Set task 1: Extract each line of the entries below that contains the string "target".

# Sublimation on 65% Polyester 35% Cotton



## andreareneemarks

Does anyone know if and how well you can sublimate on 65% polyester 35% cotton??


----------



## charles95405

Figure for yourself...sublimation ink only bond with polyester fibers...so with a 65/35, the ink will bond with 65 percent of the fibers and lay on top of the rest...and wash off the first time. This will give you sort of a grunge look but you will not have the vibrate colors you expect from sublimation


----------



## D.Evo.

Hi Renee and welcome to the forums!

As Charles said. 
Pretty much only 65% of your design will adhere to the fabric. 35% will wash off.
If you are planning to sell "vintage" or "distressed" looking garments - it might work. 
Otherwise, it's not a retail-quality option.


----------



## susanralf

issue is that a cotton poly mix is no good. It has to be 100% polyester surface for the dye to attach


----------



## BGSSUB

It is possible, but as Tania stated the results will be more toward the "grunge" - "washed-out" look which in some retail situations is more than acceptable it's popular. A major chain retail store in our midwest area recently marketed an entire line of women's 65/35 and 50/50 sublimated t-shirts and lightweight sweatshirts with tribal theme and vintage floral patterns ... they didn't even worry about folds and wrinkles being pressed in and pressed with the all-over style. Kinda cool, actually, to see a major retailer selling sublimated items ...


----------



## D.Evo.

You are absolutely right - there appears to be a trend for all over printed, deliberatly creased and faded sublimated garments - I also see quite a few shirts and dresses done this way.

(Dataset items)
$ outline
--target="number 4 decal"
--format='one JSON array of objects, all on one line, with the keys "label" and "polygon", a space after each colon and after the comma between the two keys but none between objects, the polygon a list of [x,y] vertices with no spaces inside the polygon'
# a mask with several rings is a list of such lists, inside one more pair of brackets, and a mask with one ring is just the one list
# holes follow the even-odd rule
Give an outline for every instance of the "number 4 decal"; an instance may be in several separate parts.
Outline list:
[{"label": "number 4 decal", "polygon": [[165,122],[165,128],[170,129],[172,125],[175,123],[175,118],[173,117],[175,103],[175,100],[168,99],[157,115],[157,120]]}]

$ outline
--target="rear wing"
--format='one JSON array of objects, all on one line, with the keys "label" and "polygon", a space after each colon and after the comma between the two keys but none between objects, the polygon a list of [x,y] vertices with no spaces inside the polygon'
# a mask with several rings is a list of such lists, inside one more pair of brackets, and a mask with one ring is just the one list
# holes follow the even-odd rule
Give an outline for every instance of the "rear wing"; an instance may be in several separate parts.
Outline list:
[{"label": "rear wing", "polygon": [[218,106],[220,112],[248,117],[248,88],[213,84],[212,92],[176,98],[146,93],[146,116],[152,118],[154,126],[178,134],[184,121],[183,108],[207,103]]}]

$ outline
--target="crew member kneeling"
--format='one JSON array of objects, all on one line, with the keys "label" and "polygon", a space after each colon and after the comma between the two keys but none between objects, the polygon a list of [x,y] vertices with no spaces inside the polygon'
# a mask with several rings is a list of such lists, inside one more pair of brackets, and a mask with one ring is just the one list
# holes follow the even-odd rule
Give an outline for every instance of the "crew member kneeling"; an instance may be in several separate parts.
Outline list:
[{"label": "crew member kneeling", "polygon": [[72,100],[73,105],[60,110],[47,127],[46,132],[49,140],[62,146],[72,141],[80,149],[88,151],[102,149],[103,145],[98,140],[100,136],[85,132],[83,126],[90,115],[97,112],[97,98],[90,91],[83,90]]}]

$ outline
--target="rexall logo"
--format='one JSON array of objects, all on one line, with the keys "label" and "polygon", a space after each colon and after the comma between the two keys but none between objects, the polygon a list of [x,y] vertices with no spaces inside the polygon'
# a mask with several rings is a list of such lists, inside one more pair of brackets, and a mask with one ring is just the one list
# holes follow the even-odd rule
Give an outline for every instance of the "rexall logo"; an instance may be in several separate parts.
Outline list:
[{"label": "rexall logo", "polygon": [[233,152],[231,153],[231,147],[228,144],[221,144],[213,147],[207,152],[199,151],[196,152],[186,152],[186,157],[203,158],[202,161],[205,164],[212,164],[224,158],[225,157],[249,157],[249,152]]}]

Set task 2: Transcribe the stretch of the forum thread on sublimating polyester-cotton blends from "Figure for yourself...sublimation" through "to the forums!".

Finished answer 1:
--target="number 4 decal"
--target="rear wing"
--target="crew member kneeling"
--target="rexall logo"

Finished answer 2:
Figure for yourself...sublimation ink only bond with polyester fibers...so with a 65/35, the ink will bond with 65 percent of the fibers and lay on top of the rest...and wash off the first time. This will give you sort of a grunge look but you will not have the vibrate colors you expect from sublimation


----------



## D.Evo.

Hi Renee and welcome to the forums!